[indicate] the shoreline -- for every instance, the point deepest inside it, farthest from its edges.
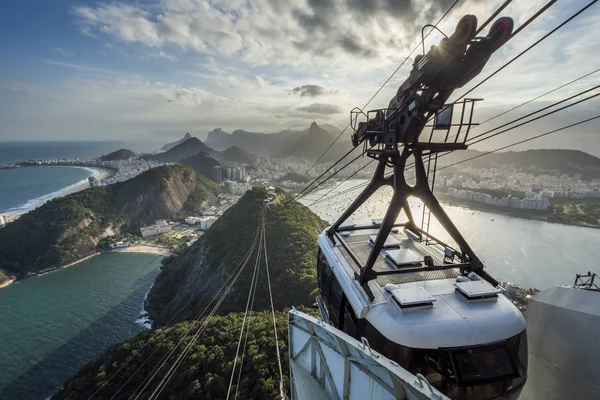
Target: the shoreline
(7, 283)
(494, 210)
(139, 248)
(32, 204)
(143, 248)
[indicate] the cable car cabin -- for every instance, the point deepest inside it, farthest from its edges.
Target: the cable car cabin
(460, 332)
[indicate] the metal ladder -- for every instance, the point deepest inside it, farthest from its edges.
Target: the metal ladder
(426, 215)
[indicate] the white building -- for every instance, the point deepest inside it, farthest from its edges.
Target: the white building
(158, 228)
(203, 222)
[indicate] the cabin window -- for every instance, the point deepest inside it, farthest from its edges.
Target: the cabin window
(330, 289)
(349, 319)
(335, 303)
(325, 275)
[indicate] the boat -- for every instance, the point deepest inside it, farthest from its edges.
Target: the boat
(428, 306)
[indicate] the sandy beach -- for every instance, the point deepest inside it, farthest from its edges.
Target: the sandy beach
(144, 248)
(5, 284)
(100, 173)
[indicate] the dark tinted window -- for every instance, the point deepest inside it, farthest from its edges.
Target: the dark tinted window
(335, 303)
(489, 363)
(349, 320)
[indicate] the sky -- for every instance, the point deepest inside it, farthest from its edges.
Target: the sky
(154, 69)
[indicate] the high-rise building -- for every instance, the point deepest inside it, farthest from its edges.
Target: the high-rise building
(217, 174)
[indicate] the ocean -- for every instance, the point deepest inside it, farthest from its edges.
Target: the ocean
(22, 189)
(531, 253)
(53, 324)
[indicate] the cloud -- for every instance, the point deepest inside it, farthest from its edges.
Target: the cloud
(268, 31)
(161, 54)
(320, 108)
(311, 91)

--

EXERCISE AIM: Reprint the whole listing verbatim except for the pictures.

TASK SOLUTION:
[indicate] the shoreline -- for every instance, the point deepest inside it, farthest from its edges.
Target: the shoreline
(7, 283)
(494, 210)
(139, 248)
(32, 204)
(143, 248)
[indicate] the cable car cabin -- for every instance, the point deepest inside it, farthest from its edges.
Target: the cable car cabin
(460, 332)
[indicate] the metal ladder -- for every instance, the point deepest inside it, farthest from its edges.
Target: the metal ladder
(426, 215)
[indicate] the white building -- for every instance, the point deepest inside it, farthest from its edges.
Target: the white building
(158, 228)
(203, 222)
[indicate] the cabin window -- for every instance, the point deepest inside it, farthest from its edges.
Target: the cabin window
(330, 289)
(349, 319)
(335, 303)
(325, 275)
[indicate] the boat -- for every instance, the point deepest inside it, farthest from its edges.
Target: the boat
(428, 306)
[indicate] the sandy beach -- for every instance, the point deepest inside it, farthest from its edges.
Target: the sandy beach
(144, 248)
(5, 284)
(100, 173)
[indicate] the dark tinted window -- for every instance, the point deepest inside it, farthest from its edges.
Target: the dark tinted window
(335, 303)
(489, 363)
(349, 320)
[indicate] the sky -- for every instance, the point deepest inside it, farthest from its edges.
Target: the sky
(154, 69)
[indicate] the high-rise building -- for every instance, the point deepest inside it, farthest from its edges.
Target: the high-rise building
(217, 174)
[indicate] the ocean -- for every instance, the point deepest inside it, farthest from its edges.
Target: the ocean
(22, 189)
(531, 253)
(53, 324)
[indicate] the cloud -- for every instance, the point deepest inside it, farthest from its edges.
Target: the cloud
(268, 31)
(161, 54)
(320, 108)
(311, 91)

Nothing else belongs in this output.